PROVIDED PASSAGE

Begin

# Elegant Beauty Pine Cone-Aussie Design



## TurnaPen (Sep 1, 2009)

Love these uniquely Australian Elegant Beauties with their Wattle flower centre band and Southern Cross on the finial. Blanks are Pine cone from you know who! .Hope you enjoy it also. Amos


----------



## el_d (Sep 1, 2009)

Very cool Amos


----------



## skiprat (Sep 1, 2009)

Wow, a new style EB even before our USA cousins got it!!!  There's hope for us after all.:biggrin:

I really like the red/yellow one and it has convinced me to use one of mine that I got from Jeff.

You made a good match with the colours of the blank to kit too.


----------



## maxman400 (Sep 1, 2009)

Those Are Awesome Amos!! You did an outstanding job and the blanks are great.


----------



## Robert Taylor (Sep 1, 2009)

very nice, love the kit


----------



## mickr (Sep 1, 2009)

pine cones sure make it interesting


----------



## cnirenberg (Sep 1, 2009)

Outstanding.


----------



## rjwolfe3 (Sep 1, 2009)

Those are sweet!


----------



## Rangertrek (Sep 1, 2009)

Amos, those are really nice.  I like the yellow color contrasting the pine cone material.


----------



## johncrane (Sep 1, 2009)

Both pens look really good Amos! the cones are awesome and Jim's Aussie E/B kit is a little beauty.:biggrin:


----------



## workinforwood (Sep 1, 2009)

They look awesome.  The flame ones are usually my favorite, but I have to vote with the yellow one here.  It's a different type of pine cone with the tight lower cluster and you hit it just a touch off center, revealing some of the heart..it's perfect.


----------



## broitblat (Sep 1, 2009)

Real nice!

  -Barry


----------



## PenPal (Sep 1, 2009)

*Amos*

I have seen so many kits and blanks made from different materials, the combinations made by others ie the kit and blank needed you to show the highest potential. You have done the makers proud. My friend I am proud to know you.

The kit was designed in Australia by David (Timberbits) and produced by Dayacom in a superior finish on an exclusive deal well deserved. On the end  the Southern Cross is depicted we all see in the sky, native flowers are engraved in the metal as well. As Skippy said it reflects well when a country of our 20 million or so people get recognition for uniqueness. This IAP Forum has International as its name this is fitting for private enterprise, hard work.

End

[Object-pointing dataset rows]
Begin

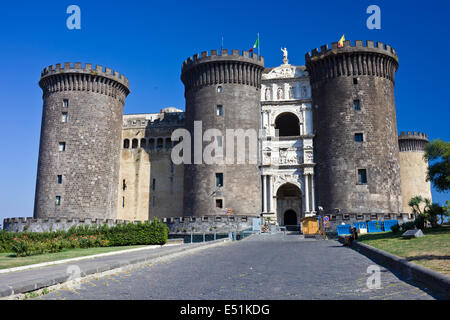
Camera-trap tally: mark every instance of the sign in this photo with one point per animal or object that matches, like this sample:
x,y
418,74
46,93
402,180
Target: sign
x,y
326,221
256,225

End

WORK TO COMPLETE
1. In the pine cone pen thread, write out the passage from "Wow, a new style" up to and including "to kit too.", replacing "colours" with "shades".
2. Condense the paragraph of the pine cone pen thread that begins "The kit was designed in Australia" into a bulleted list that keeps its main facts.
3. For each statement, say yes or no according to the pine cone pen thread, and quote the words that decide it.
(a) The blanks in the opening post are made of pine cone.
(b) workinforwood picks the flame pen as the favorite in this thread.
(c) skiprat says the red/yellow pen was convincing enough to prompt using one obtained from Jeff.

TASK-BY-TASK ANSWERS
1.
Wow, a new style EB even before our USA cousins got it!!!  There's hope for us after all.:biggrin:

I really like the red/yellow one and it has convinced me to use one of mine that I got from Jeff.

You made a good match with the shades of the blank to kit too.

2.
- The kit was designed in Australia by David (Timberbits).
- Dayacom produced it in a superior finish on a well-deserved exclusive deal.
- The end depicts the Southern Cross, and native flowers are engraved in the metal.
- As Skippy said, it reflects well when a country of about 20 million people is recognized for uniqueness.
- The IAP Forum has "International" in its name, which fits private enterprise and hard work.

3.
(a) Yes: "Blanks are Pine cone from you know who!"
(b) No: "The flame ones are usually my favorite, but I have to vote with the yellow one here."
(c) Yes: "I really like the red/yellow one and it has convinced me to use one of mine that I got from Jeff."